Dr. Rachel Levine, the public face of Pennsylvania’s response to the coronavirus crisis, took steps to prevent his Mother from being included in Pennsylvania’s daily Chinese Wu-Flu death count.
Peter Hasson Editor / May 13, 2020
Pennsylvania Health Secretary Rachel Levine’s mother moved out of a personal care home with the health secretary’s help, after Levine ordered all nursing homes and long-term facilities in the state to accept coronavirus patients from hospitals.
Levine admitted Tuesday to moving the 95-year-old Pennsylvania resident out of her personal care home, which is similar to an assisted living facility although technically distinct.
“My mother requested, and my sister and I as her children complied to move her to another location during the COVID-19 outbreak,” Levine said. The health secretary’s admission came after local station ABC27 found out about the move.
“My mother is 95 years old. She is very intelligent and more than competent to make her own decisions,” said Levine, who in 2015 became the first transgender cabinet member in Pennsylvania’s state government.
Levine had previously cited the mother’s situation at a long-term care facility while talking about state regulations of those types of facilities. (RELATED: Check Out All These Mayors Who Broke The Same Social Distancing Rules They Demanded Others Obey)
“We are seeing community spread of this virus in most areas of Pennsylvania. And we need to make sure that our loved ones in nursing homes stay safe. And that is why actually I am not able to visit my mother, either,” Levine said on March 29.
That was 11 days after the health secretary ordered nursing homes and other long-term facilities to continue admitting new patients and re-admitting current patients from the hospital, despite concerns about the elderly population’s vulnerability to the virus.

*RECORDS SUPPLIED:*
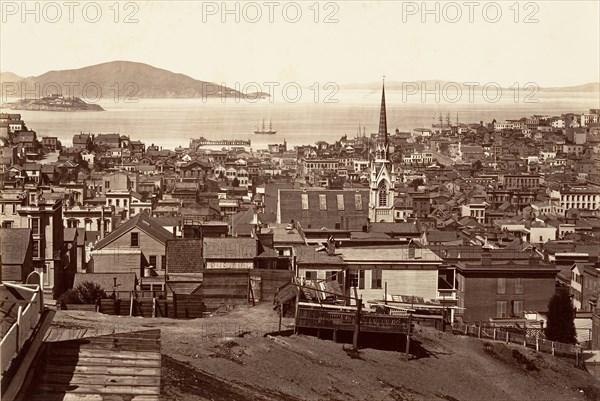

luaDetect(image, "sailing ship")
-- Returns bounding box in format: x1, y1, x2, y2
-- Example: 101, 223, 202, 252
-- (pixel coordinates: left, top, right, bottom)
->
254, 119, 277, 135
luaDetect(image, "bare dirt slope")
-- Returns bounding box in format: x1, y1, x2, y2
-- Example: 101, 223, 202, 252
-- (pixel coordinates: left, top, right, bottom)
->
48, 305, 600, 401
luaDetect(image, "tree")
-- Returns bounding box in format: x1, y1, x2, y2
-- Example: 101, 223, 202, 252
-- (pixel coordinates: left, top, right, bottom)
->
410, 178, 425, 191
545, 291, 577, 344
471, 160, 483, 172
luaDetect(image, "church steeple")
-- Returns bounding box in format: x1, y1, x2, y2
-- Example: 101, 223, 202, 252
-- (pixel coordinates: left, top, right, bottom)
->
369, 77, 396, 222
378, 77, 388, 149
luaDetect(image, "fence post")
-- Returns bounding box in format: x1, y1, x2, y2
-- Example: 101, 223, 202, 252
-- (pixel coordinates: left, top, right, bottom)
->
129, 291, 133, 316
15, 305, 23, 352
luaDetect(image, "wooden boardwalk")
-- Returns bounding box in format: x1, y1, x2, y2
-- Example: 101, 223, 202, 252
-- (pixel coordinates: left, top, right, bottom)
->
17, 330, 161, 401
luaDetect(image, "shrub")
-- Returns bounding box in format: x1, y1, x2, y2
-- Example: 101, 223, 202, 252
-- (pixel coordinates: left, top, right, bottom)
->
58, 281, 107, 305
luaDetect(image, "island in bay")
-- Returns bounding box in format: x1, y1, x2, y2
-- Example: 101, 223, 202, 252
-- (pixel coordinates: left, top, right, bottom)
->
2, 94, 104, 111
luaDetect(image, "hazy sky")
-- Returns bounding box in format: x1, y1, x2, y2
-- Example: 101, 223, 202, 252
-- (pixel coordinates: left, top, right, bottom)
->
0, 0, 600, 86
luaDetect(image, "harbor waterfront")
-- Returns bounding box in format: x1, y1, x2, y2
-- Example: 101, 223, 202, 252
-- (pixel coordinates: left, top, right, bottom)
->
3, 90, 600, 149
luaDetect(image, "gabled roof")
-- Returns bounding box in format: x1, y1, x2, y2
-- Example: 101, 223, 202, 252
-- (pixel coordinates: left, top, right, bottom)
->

*REQUIRED ACTIONS:*
• 1. Repeat the Levine article's text starting with "Peter Hasson Editor" and going on through "although technically distinct.".
• 2. Do these statements agree with the Levine article? (a) Levine's mother is 95 years old. (b) Levine's March 29 remarks about not visiting her mother came before her order on nursing home admissions. (c) Levine disclosed the move before any news station learned of it.
The entries were drawn from a separate source.

*ANSWERS PER TASK:*
• 1.
Peter Hasson Editor / May 13, 2020
Pennsylvania Health Secretary Rachel Levine’s mother moved out of a personal care home with the health secretary’s help, after Levine ordered all nursing homes and long-term facilities in the state to accept coronavirus patients from hospitals.
Levine admitted Tuesday to moving the 95-year-old Pennsylvania resident out of her personal care home, which is similar to an assisted living facility although technically distinct.

• 2.
(a) Yes: "My mother is 95 years old."
(b) No: "That was 11 days after the health secretary ordered nursing homes and other long-term facilities to continue admitting new patients and re-admitting current patients from the hospital"
(c) No: "The health secretary’s admission came after local station ABC27 found out about the move."